— begin Input material —
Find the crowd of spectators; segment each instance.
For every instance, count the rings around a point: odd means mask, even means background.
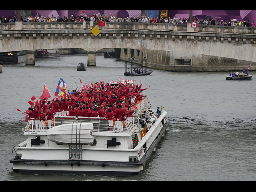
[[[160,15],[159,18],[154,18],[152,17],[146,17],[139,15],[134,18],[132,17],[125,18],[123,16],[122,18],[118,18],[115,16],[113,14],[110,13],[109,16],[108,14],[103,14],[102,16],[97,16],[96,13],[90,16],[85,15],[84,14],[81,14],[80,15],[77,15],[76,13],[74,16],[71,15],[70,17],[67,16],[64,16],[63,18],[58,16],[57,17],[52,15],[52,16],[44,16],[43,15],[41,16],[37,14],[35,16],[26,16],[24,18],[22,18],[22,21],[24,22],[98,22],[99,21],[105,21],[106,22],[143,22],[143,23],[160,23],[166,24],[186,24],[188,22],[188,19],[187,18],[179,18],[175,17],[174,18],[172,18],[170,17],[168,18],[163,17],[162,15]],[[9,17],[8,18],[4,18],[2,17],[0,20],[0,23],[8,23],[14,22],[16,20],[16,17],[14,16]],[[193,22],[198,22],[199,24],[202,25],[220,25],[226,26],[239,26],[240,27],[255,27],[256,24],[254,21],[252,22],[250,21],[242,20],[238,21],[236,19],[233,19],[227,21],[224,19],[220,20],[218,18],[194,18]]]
— end Input material —
— begin Input material —
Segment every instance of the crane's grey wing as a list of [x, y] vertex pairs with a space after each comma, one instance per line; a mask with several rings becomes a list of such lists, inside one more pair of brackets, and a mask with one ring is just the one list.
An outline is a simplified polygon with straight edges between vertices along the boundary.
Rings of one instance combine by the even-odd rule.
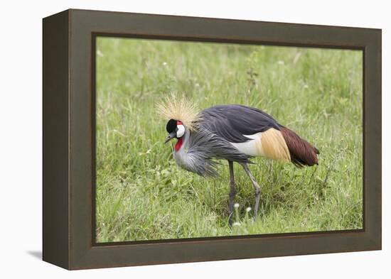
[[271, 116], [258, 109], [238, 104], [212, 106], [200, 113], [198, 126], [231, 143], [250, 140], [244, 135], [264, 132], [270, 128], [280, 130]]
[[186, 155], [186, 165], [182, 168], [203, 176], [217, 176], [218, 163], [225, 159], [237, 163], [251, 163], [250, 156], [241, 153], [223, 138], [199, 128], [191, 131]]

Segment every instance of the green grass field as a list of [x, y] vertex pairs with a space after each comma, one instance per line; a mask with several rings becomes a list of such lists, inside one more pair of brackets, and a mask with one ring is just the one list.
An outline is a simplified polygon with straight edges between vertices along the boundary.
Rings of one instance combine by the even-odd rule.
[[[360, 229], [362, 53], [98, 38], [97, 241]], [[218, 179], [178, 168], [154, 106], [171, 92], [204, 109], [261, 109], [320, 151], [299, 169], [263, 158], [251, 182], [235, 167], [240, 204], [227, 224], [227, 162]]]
— end Input material —
— begin Input material —
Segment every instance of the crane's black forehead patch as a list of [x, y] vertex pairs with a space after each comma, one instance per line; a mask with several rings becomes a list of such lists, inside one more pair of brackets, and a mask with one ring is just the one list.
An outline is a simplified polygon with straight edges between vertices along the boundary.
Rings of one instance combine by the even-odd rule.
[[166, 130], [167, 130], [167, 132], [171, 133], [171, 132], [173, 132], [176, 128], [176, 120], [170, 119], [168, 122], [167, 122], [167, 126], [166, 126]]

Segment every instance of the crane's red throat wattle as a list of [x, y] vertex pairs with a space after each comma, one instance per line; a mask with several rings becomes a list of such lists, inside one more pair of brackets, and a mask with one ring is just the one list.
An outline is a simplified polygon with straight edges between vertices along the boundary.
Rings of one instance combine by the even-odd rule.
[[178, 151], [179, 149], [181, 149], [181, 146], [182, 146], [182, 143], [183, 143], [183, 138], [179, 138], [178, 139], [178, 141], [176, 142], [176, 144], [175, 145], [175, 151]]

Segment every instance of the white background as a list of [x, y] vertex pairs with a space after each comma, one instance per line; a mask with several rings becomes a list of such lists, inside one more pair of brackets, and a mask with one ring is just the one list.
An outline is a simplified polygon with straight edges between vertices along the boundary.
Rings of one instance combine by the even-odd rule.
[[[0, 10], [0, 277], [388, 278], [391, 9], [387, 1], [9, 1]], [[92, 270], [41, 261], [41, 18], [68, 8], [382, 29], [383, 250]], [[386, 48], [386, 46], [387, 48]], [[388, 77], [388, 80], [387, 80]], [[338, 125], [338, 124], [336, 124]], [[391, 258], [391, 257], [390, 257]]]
— end Input material —
To be done - Please lay out the lines of the listing as a JSON list of strings, one string per line with blank lines left out, starting at the line that contains "Segment every instance of the crane's black" and ending at the line that contains "126], [166, 126]]".

Exercise result -
[
  "Segment every instance of the crane's black forehead patch as a list of [x, y] vertex pairs with a space after each comma, one instance per line; a mask with several rings becomes a list of such lists, inside one more pair of brackets, and a mask with one ring is just the one list.",
  "An outline is a simplified polygon with straight edges between vertices along the boundary.",
  "Rings of one instance combine by the even-odd rule.",
  "[[166, 130], [167, 130], [167, 132], [171, 133], [171, 132], [173, 132], [176, 128], [176, 120], [170, 119], [168, 122], [167, 122], [167, 126], [166, 126]]"
]